--- Start of Excerpted passage ---

Independence

Mr. Baig who was secretary to the Quaid-i-Azam from 1934 to 1940, wrote that the President of the Muslim League, Quaid-i-Azam Muhammad Ali Jinnah (1876-1948), ‘Though extremely articulate vocally, he had surprisingly little facility for expressing himself in writing and was glad to pass on most of this work to me’.

The Quaid-i-Azam at the time of partition wanted Nawab Iftikhar Husain Mamdot (1905-1969), who had become President of the Punjab Muslim League on the death of his father, to be the Chief Minister of Punjab instead of Oxford educated Malik Sir Feroze Khan Noon (1893-1970) who was High Commissioner of India to the United Kingdom from 1936 to 1941, Indian member of the Viceroy’s Council from 1941 to 1943, and was far more qualified to run the government. The Quaid sent Chaudhry Khaliquzzaman to preside over the election and ensure that the Punjab Muslim League Assemby party did not elect Noon. The same was the case in Bengal, where the Quaid-i-Azam preferred Sir Khawaja Nazimuddin (1894-1964) of the Nawab of Dacca family to the more competent Oxford educated Huseyn Shaheed Suhrawardy (1892-1963), who with Abul Hashem was architect of Muslim League victory in election in Bengal. Suhrawardy, who was prime minister of undivided Bengal, was not only replaced by Nazimuddin, but was barred from entering East Pakistan and a special resolution was passed to annul his membership of the Pakistan Constituent Assembly.

--- End of Excerpted passage ---

Set problem 1
Translate this sentence from the independence passage into Spanish: "Suhrawardy, who was prime minister of undivided Bengal, was not only replaced by Nazimuddin, but was barred from entering East Pakistan and a special resolution was passed to annul his membership of the Pakistan Constituent Assembly."
Set problem 2
According to the independence passage, during which years did Mr. Baig serve as secretary to the Quaid-i-Azam?
Set problem 3
Rewrite part of the independence passage, substituting "personal assistant" for "secretary". Begin at the words "Independence" and stop after "work to me’.".
The lines are not required for any of this work.

--- Start of Information supplied ---

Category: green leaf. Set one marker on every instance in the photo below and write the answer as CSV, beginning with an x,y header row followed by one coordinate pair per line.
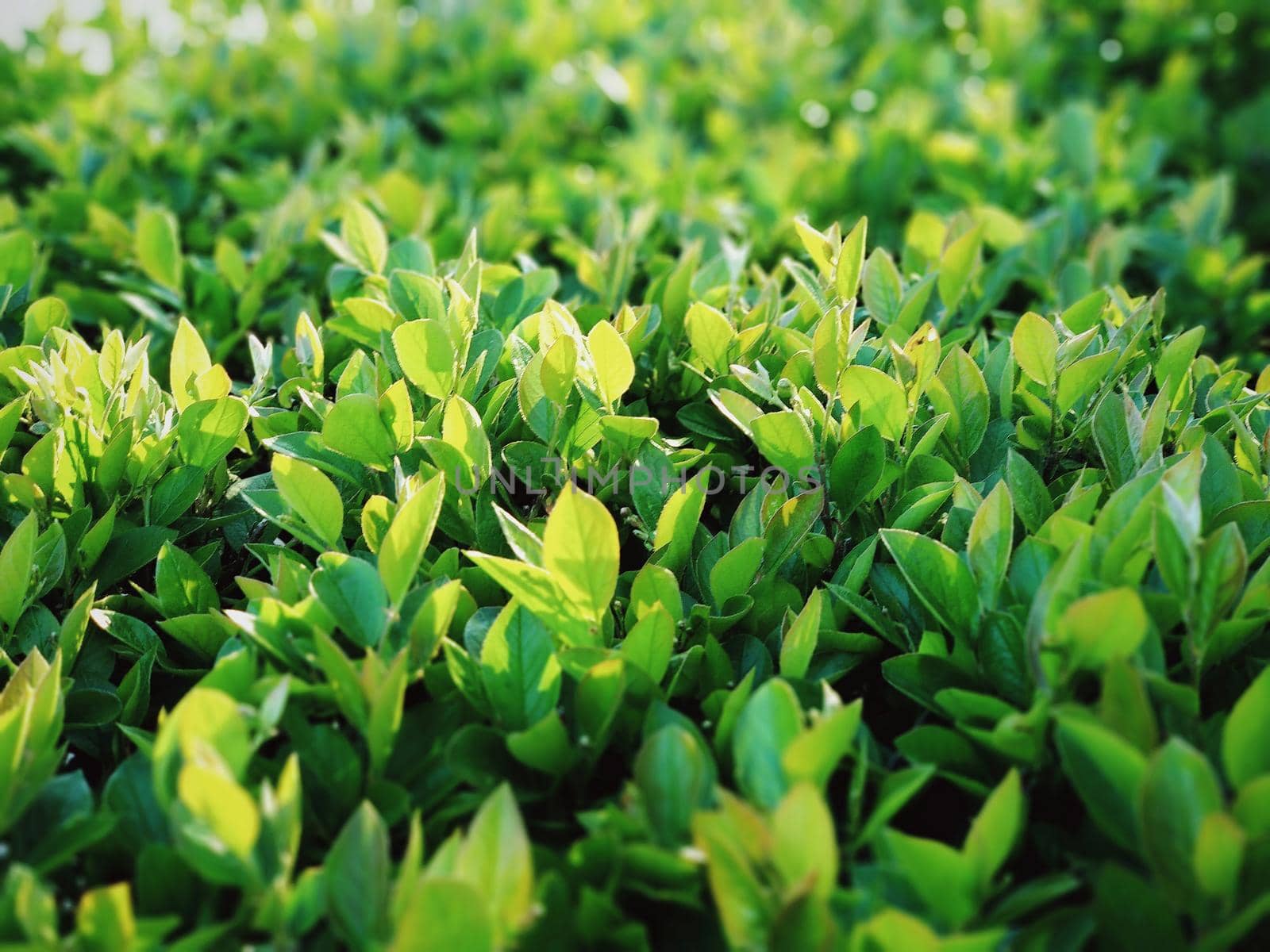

--- End of Information supplied ---

Worked solution 1
Suhrawardy, que era primer ministro de la Bengala indivisa, no solo fue sustituido por Nazimuddin, sino que se le prohibió la entrada en Pakistán Oriental y se aprobó una resolución especial para anular su condición de miembro de la Asamblea Constituyente de Pakistán.

Worked solution 2
From 1934 to 1940.

Worked solution 3
Independence

Mr. Baig who was personal assistant to the Quaid-i-Azam from 1934 to 1940, wrote that the President of the Muslim League, Quaid-i-Azam Muhammad Ali Jinnah (1876-1948), ‘Though extremely articulate vocally, he had surprisingly little facility for expressing himself in writing and was glad to pass on most of this work to me’.